- **Problem**
Rewrite the rows from the line with "Someone claims the construction worker" up to and including the line with "[212,123,218,136]", keeping the request lines. Multiply each bounding-box coordinate in the answers by 0.45 and round to whole numbers, rounding halves up. Leave the pictures out.

— BEGIN Exercise materials —

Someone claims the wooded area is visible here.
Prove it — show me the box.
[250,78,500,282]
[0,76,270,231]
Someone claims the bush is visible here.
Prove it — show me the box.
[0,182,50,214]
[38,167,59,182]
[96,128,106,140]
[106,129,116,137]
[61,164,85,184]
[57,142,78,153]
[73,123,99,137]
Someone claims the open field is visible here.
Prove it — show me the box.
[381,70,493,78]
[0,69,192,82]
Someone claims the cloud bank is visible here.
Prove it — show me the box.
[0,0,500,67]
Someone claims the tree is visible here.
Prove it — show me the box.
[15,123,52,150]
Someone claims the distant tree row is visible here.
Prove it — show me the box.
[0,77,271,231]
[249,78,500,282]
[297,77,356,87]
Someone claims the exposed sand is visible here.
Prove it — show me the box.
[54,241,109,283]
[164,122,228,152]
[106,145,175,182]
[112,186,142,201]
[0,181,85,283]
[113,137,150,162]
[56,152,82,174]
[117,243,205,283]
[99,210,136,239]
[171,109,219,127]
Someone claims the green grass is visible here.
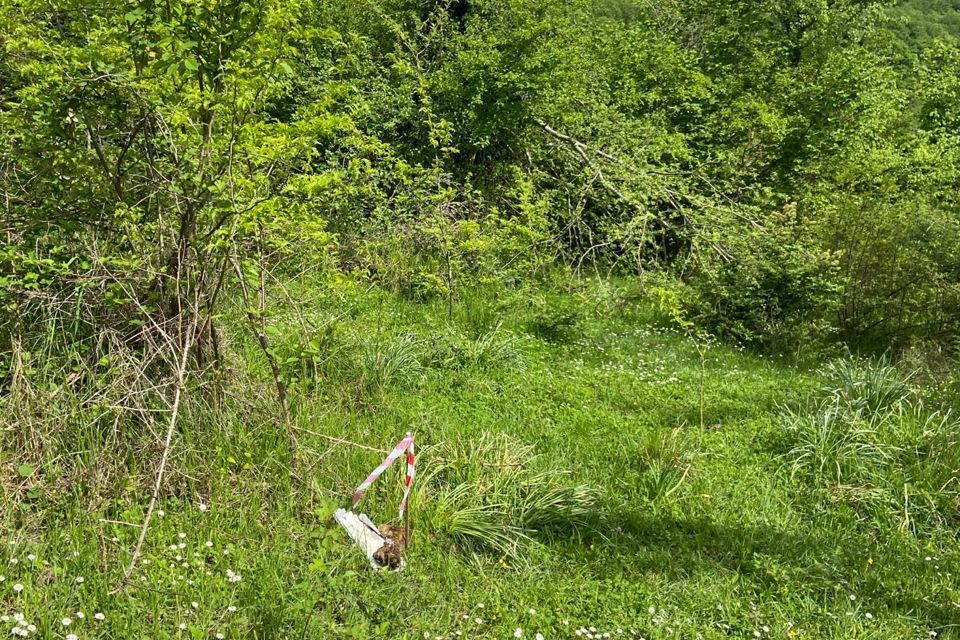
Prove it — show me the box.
[0,283,960,639]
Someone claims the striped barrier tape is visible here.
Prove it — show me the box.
[353,432,416,518]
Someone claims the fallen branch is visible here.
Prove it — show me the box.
[114,312,198,593]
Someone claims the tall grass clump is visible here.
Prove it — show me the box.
[638,429,693,505]
[821,357,910,414]
[418,434,597,558]
[357,333,423,397]
[780,358,960,534]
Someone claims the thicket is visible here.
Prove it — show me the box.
[0,0,960,376]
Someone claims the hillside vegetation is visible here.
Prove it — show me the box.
[0,283,960,639]
[0,0,960,640]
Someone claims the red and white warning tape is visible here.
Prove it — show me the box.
[353,432,415,518]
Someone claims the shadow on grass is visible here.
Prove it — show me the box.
[556,511,960,629]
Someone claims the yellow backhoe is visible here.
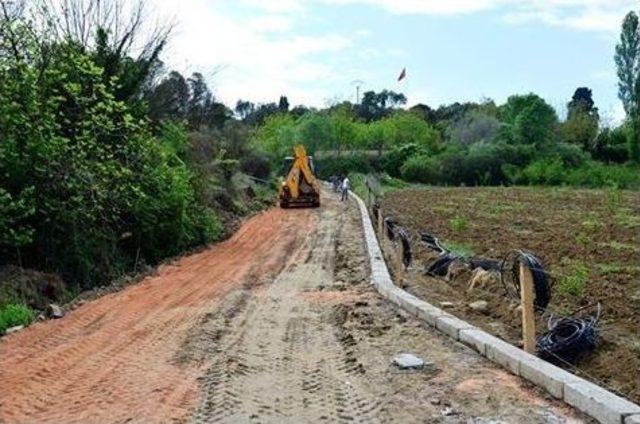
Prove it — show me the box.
[278,145,320,208]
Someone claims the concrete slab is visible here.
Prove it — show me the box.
[624,415,640,424]
[520,355,581,399]
[486,337,529,375]
[459,328,501,356]
[436,315,475,340]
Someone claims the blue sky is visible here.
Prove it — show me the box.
[151,0,638,121]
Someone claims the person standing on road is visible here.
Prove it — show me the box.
[340,175,350,202]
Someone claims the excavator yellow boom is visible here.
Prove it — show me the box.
[279,145,320,208]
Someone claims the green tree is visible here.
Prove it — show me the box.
[500,94,558,145]
[357,90,407,122]
[614,12,640,162]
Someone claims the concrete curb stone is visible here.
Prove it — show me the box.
[350,192,640,424]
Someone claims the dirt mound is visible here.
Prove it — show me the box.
[382,188,640,402]
[0,265,66,311]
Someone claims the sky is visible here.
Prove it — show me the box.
[148,0,638,123]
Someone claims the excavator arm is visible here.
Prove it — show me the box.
[279,145,320,207]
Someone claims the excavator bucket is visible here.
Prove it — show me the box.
[278,145,320,208]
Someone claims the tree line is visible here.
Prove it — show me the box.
[0,0,270,300]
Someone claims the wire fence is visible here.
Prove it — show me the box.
[358,179,626,397]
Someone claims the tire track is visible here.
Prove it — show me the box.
[0,209,313,423]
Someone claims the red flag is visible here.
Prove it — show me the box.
[398,68,407,82]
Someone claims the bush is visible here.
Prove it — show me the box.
[315,154,375,179]
[400,155,441,184]
[401,143,534,186]
[558,262,589,296]
[382,143,426,177]
[0,303,35,333]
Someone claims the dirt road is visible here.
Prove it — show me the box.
[0,197,582,423]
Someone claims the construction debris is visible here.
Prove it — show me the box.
[47,303,64,319]
[392,353,425,370]
[469,300,489,312]
[5,325,24,334]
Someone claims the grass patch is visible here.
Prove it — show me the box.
[576,233,591,247]
[0,303,35,333]
[557,262,589,296]
[487,203,524,215]
[431,205,453,215]
[600,240,640,253]
[450,216,469,231]
[615,210,640,230]
[596,263,640,276]
[582,219,602,232]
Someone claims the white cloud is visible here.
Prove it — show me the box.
[152,0,357,106]
[322,0,637,32]
[324,0,504,15]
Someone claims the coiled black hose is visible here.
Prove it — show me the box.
[371,203,380,225]
[500,250,551,313]
[384,216,397,241]
[536,304,600,363]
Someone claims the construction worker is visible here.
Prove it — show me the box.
[340,175,351,202]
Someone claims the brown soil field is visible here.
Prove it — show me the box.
[382,188,640,402]
[0,191,592,424]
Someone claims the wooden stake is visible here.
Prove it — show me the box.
[520,263,536,354]
[396,242,404,283]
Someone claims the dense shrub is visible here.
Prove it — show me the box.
[509,158,640,188]
[401,143,534,185]
[0,304,34,333]
[315,154,377,179]
[0,35,225,287]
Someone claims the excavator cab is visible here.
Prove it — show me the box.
[278,145,320,208]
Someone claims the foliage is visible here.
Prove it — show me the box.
[451,216,469,231]
[557,262,589,296]
[614,12,640,163]
[357,90,407,122]
[315,154,374,179]
[0,303,35,333]
[614,11,640,119]
[0,16,231,287]
[500,94,558,145]
[449,110,501,146]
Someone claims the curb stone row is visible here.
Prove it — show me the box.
[350,192,640,424]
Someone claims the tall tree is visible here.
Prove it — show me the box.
[278,96,289,112]
[614,12,640,116]
[614,12,640,162]
[235,100,256,121]
[561,87,600,151]
[567,87,598,119]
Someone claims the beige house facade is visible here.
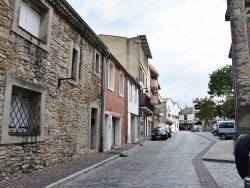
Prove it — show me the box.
[99,34,153,137]
[0,0,107,181]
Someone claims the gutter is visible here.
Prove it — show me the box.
[100,50,110,152]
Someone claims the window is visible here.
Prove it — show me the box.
[95,52,100,73]
[134,87,138,104]
[19,0,41,38]
[184,115,187,120]
[9,86,41,135]
[68,41,80,85]
[119,72,124,97]
[108,61,115,91]
[12,0,53,51]
[0,75,46,144]
[129,82,133,101]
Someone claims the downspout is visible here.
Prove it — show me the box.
[135,37,142,139]
[100,50,110,152]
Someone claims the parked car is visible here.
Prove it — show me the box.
[151,127,168,140]
[218,120,235,140]
[212,123,218,136]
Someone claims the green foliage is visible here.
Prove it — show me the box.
[197,97,216,122]
[207,65,234,97]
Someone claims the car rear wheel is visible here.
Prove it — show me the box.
[220,134,227,140]
[235,134,250,179]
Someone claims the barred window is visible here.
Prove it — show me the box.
[9,86,41,135]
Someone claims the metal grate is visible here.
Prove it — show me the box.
[9,86,41,135]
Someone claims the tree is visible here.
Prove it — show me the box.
[207,65,234,97]
[197,97,216,128]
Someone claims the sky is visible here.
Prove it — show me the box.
[67,0,232,108]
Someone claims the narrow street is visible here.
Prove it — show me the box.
[63,131,244,188]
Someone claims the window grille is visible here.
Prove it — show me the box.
[9,86,41,135]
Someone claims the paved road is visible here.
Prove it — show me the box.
[63,131,244,188]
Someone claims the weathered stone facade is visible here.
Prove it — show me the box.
[0,0,106,180]
[226,0,250,140]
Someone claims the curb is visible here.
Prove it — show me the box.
[45,154,120,188]
[202,158,235,163]
[45,140,148,188]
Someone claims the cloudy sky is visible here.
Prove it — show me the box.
[67,0,231,108]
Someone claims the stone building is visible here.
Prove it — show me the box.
[103,53,129,150]
[0,0,107,180]
[225,0,250,140]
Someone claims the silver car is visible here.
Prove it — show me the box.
[218,120,235,140]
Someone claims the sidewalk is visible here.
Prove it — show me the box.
[0,137,150,188]
[0,134,235,188]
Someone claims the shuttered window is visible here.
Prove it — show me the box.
[19,0,41,38]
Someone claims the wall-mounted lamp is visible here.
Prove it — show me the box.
[58,77,75,89]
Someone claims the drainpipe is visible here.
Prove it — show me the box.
[135,36,143,140]
[100,51,110,152]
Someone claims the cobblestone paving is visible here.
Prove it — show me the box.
[197,132,244,188]
[63,131,225,188]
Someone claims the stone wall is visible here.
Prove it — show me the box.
[0,0,104,181]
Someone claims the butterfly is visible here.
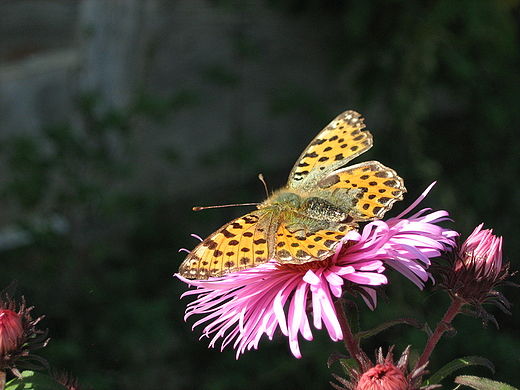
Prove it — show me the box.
[179,111,406,279]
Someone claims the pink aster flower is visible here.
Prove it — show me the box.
[439,224,516,323]
[176,186,456,358]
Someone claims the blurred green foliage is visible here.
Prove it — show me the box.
[0,0,520,390]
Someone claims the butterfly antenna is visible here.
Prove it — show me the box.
[258,173,269,198]
[192,203,260,211]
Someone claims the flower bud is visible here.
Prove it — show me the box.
[0,309,23,356]
[356,362,408,390]
[451,224,507,303]
[455,224,502,281]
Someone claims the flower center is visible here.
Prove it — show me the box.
[276,256,333,273]
[356,363,408,390]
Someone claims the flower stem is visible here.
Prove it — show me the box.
[334,299,364,367]
[416,299,463,367]
[0,370,5,390]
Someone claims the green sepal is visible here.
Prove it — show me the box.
[5,371,68,390]
[455,375,518,390]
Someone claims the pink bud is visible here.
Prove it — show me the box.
[356,362,408,390]
[0,309,23,356]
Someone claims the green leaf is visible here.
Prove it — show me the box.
[423,356,495,386]
[355,318,427,339]
[5,371,67,390]
[455,375,518,390]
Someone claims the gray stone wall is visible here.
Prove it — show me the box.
[0,0,354,229]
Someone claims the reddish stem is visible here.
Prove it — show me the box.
[334,299,364,367]
[416,299,463,367]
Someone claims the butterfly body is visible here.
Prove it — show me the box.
[179,111,406,279]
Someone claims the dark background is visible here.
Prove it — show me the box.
[0,0,520,390]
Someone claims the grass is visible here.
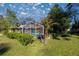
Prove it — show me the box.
[0,35,79,56]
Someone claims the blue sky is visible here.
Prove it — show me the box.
[0,3,65,21]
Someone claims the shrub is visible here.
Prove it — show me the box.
[7,33,33,46]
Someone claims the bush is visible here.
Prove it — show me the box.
[7,33,33,46]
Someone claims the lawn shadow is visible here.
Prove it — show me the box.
[63,37,71,41]
[0,43,10,55]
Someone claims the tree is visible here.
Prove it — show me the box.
[66,3,79,21]
[0,18,10,32]
[41,18,51,37]
[41,4,70,37]
[6,9,18,26]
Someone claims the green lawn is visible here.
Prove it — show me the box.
[0,35,79,56]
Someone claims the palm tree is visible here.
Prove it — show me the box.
[66,3,79,21]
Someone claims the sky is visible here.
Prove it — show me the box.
[0,3,65,21]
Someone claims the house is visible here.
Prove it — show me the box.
[11,22,44,36]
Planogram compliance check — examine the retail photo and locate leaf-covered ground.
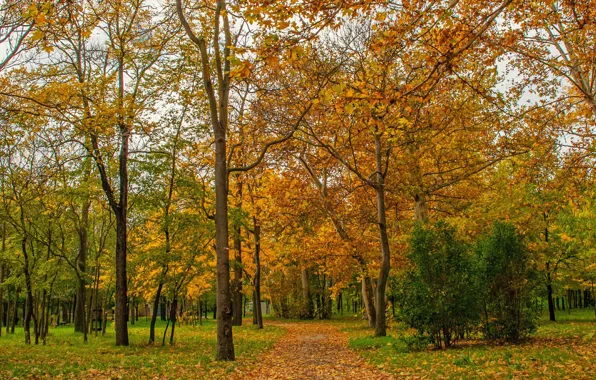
[232,322,392,380]
[0,320,284,379]
[344,309,596,379]
[0,310,596,379]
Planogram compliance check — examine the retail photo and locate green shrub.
[396,222,480,347]
[477,222,538,343]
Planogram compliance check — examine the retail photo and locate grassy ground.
[0,320,284,379]
[344,309,596,379]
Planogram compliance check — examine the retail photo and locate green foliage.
[397,222,479,347]
[477,222,538,343]
[0,319,284,379]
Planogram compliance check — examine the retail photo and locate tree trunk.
[253,216,263,329]
[0,264,3,337]
[301,264,314,319]
[21,229,36,344]
[115,209,128,346]
[0,223,4,337]
[6,287,21,334]
[414,193,428,222]
[361,275,377,327]
[149,279,163,344]
[232,180,242,326]
[375,132,391,336]
[546,262,556,322]
[170,297,178,344]
[74,201,91,332]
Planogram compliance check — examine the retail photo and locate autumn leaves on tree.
[0,0,596,360]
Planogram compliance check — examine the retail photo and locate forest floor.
[0,309,596,379]
[343,309,596,379]
[231,321,392,380]
[0,319,285,380]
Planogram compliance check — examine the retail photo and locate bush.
[396,222,480,347]
[477,222,538,343]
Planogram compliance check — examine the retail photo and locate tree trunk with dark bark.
[232,176,242,326]
[361,275,377,327]
[253,216,263,329]
[375,132,391,336]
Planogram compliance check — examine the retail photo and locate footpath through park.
[232,322,392,379]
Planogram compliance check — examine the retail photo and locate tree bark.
[170,296,178,345]
[361,275,377,327]
[74,200,91,332]
[115,209,128,346]
[301,264,314,319]
[375,132,391,336]
[414,193,428,222]
[253,216,263,329]
[232,180,242,326]
[546,262,556,322]
[21,217,36,344]
[149,272,163,344]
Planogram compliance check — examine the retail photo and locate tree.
[477,222,538,343]
[397,222,482,348]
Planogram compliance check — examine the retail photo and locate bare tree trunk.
[361,275,377,327]
[6,287,21,334]
[0,223,4,337]
[301,264,314,319]
[414,192,428,222]
[232,180,242,326]
[149,272,163,344]
[170,296,178,344]
[21,223,35,344]
[74,200,91,332]
[253,216,263,329]
[375,132,391,336]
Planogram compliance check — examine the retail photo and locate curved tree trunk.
[361,275,377,327]
[253,216,263,329]
[375,133,391,336]
[232,178,242,326]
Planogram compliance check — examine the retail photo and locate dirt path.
[232,322,391,379]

— END Exercise materials —

- **Exercise answer**
Someone claims the construction worker is visible here.
Prove it — show me the box.
[153,79,158,91]
Someone claims the brown soil field is visible here.
Prove it — show me the box.
[172,85,288,181]
[0,86,266,191]
Someone claims the wooden stake is visible here.
Prove it — show me the box.
[234,118,241,159]
[178,109,182,127]
Someone claims the dense shrub is visible here.
Prove it — show me the box.
[229,71,288,85]
[180,64,240,83]
[0,137,15,150]
[142,69,170,81]
[0,16,101,129]
Someone claims the excavator cab is visible here.
Prove it — show me the box.
[125,65,144,94]
Someone claims the foliage is visible here.
Prove it — show me the box.
[203,97,211,104]
[251,118,265,133]
[276,5,288,73]
[161,41,183,55]
[142,69,168,81]
[0,136,16,150]
[276,5,288,54]
[0,7,104,129]
[225,42,251,65]
[202,50,225,66]
Someone claims the curb stone row is visible here.
Prove it — show me the box.
[158,86,288,191]
Someone claims the tall tree is visible here.
Prove it — show me the box.
[125,43,130,50]
[276,5,288,52]
[276,5,288,73]
[106,45,115,54]
[252,39,270,68]
[255,39,269,54]
Someone claims the beige house facade is visible here.
Prove it — show me the box.
[45,15,69,62]
[0,0,48,81]
Someone claims the gutter is visible here.
Prove it — show me the box.
[45,23,50,68]
Someone claims the window is visible here.
Prove it — show me the box.
[43,23,45,33]
[60,39,62,47]
[9,0,18,17]
[83,52,84,54]
[4,39,18,61]
[31,18,36,38]
[54,32,56,44]
[49,27,52,41]
[5,0,24,23]
[0,34,21,65]
[58,37,60,45]
Someone claims the downspout is visible here.
Prove it — show me the box.
[61,17,64,63]
[45,23,50,68]
Someone claims the parked car is visible here.
Prove it — show me the box.
[68,57,76,63]
[98,54,106,63]
[95,55,98,61]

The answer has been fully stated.